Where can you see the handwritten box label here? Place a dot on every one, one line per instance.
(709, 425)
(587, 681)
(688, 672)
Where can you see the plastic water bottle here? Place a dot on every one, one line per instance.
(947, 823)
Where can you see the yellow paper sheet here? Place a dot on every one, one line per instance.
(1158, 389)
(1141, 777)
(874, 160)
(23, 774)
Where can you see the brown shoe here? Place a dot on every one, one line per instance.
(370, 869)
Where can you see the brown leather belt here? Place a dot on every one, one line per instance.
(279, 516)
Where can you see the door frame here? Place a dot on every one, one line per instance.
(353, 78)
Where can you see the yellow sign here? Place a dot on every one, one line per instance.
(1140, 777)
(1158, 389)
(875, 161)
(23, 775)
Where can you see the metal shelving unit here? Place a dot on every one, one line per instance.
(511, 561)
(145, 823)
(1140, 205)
· · · · ·
AIM OF THE TASK => Could you rewrite all of the material above, replacing "one line per instance" with "one line per item" wherever it occurs and leaving everything else unchanged?

CORRECT ANSWER =>
Where can you see the handwritten box label here? Place a dot on every one, one line per item.
(709, 425)
(587, 681)
(688, 672)
Where can you see the plastic water bottle here? Place a dot on every one, one line per item.
(947, 823)
Where can you see the yellow paper sheet here? Place a dot on every one, one line per item.
(1158, 389)
(1141, 777)
(874, 160)
(23, 774)
Where can you see the brown shoe here? Place a dot on every one, one line per item.
(370, 869)
Where can you see the brown leather belt here? Place a dot on every one, one line per item.
(279, 516)
Where can you see the door frame here? Place a dot on every one, one line per item.
(353, 78)
Where can you see the yellow sign here? Place a dot on every one, one line per item.
(1140, 777)
(1158, 389)
(875, 161)
(23, 775)
Where can you see the metal shelving unit here? Place a dot on every one, one line per item.
(511, 561)
(145, 823)
(1140, 205)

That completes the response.